- What is required -
Print the material below line for line, leaving out the pictures.

- Data entries -

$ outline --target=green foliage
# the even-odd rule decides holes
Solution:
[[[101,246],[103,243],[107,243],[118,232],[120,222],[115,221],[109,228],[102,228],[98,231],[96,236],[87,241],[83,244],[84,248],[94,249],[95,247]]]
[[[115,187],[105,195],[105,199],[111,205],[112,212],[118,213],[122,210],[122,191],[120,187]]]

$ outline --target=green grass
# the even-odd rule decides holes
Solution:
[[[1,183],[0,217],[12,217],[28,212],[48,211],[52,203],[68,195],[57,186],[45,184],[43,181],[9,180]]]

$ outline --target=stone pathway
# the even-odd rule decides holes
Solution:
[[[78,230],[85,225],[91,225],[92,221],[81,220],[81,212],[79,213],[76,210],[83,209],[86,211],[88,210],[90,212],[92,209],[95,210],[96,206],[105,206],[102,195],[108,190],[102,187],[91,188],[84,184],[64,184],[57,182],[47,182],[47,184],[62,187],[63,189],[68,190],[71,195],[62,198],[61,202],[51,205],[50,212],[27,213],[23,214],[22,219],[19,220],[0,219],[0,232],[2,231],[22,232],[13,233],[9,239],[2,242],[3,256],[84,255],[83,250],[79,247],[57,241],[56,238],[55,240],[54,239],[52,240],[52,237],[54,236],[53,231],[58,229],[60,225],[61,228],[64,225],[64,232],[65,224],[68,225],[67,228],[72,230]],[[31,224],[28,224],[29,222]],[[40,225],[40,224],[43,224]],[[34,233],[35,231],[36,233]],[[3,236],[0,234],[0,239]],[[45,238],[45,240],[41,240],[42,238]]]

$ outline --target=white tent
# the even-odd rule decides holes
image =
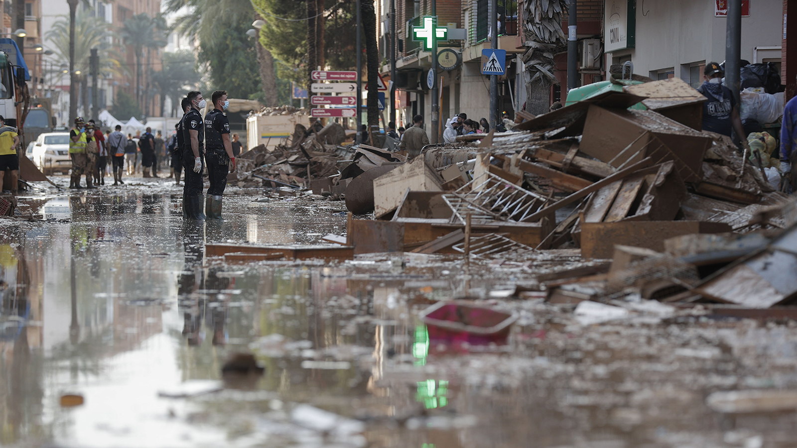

- Solution to the problem -
$ outline --target=green foliage
# the even-odd rule decides holes
Solution:
[[[101,246],[103,243],[107,243],[118,232],[120,222],[115,221],[109,228],[102,228],[98,231],[96,236],[87,241],[83,244],[84,248],[94,249],[95,247]]]
[[[115,187],[105,195],[105,199],[111,205],[112,212],[118,213],[122,210],[122,191],[120,187]]]

$ outline --target=green grass
# the even-odd rule decides holes
Solution:
[[[1,183],[0,217],[12,217],[28,212],[48,211],[52,203],[68,195],[57,186],[45,184],[43,181],[9,180]]]

$ outline --target=stone pathway
# the even-odd rule decides holes
Solution:
[[[78,230],[85,225],[91,225],[92,221],[81,220],[81,212],[79,213],[76,210],[83,209],[86,211],[88,210],[90,212],[92,209],[95,210],[96,206],[105,206],[102,195],[108,190],[102,187],[91,188],[84,184],[64,184],[57,182],[47,182],[47,184],[62,187],[63,189],[68,190],[71,195],[62,198],[61,202],[51,205],[50,212],[27,213],[23,214],[22,219],[19,220],[0,219],[0,232],[2,231],[22,232],[13,233],[9,239],[2,242],[3,256],[84,255],[83,250],[79,247],[57,241],[56,238],[55,240],[54,239],[52,240],[52,237],[54,236],[53,231],[58,229],[60,225],[61,228],[64,225],[64,232],[65,224],[68,225],[67,228],[72,230]],[[31,224],[28,224],[29,222]],[[40,225],[40,224],[43,224]],[[34,233],[35,231],[36,233]],[[3,236],[0,234],[0,239]],[[45,238],[45,240],[41,240],[42,238]]]

$ outline --target=white tent
# the even-odd rule decides holes
image =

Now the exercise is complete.